_TO DO_
Rewrite the material below as a JSON list of strings with one string per line, skipping blank lines. Leave the pictures out.

[Records from a data collection]
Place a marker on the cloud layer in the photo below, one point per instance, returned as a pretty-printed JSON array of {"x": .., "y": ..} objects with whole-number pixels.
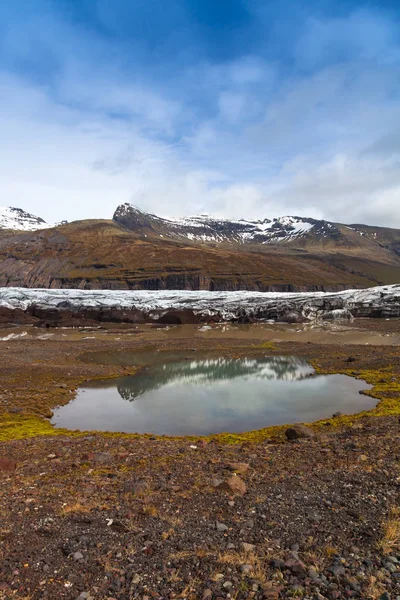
[{"x": 255, "y": 111}]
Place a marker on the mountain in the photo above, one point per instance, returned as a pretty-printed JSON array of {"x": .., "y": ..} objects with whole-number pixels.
[
  {"x": 136, "y": 250},
  {"x": 18, "y": 220},
  {"x": 290, "y": 231}
]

_THE ANSWER_
[
  "Place a marker on the cloud layer in the photo below, one point per instance, returned as a pretty-printed JSON array of {\"x\": .., \"y\": ..} objects with whole-number pixels.",
  "[{\"x\": 255, \"y\": 111}]",
  "Place a marker on the mountain in the photo above, one point per instance, returned as a pretty-printed JSON array of {\"x\": .., \"y\": ..} objects with whole-number pixels.",
  "[",
  "  {\"x\": 136, \"y\": 250},",
  "  {\"x\": 18, \"y\": 220},",
  "  {\"x\": 290, \"y\": 231}",
  "]"
]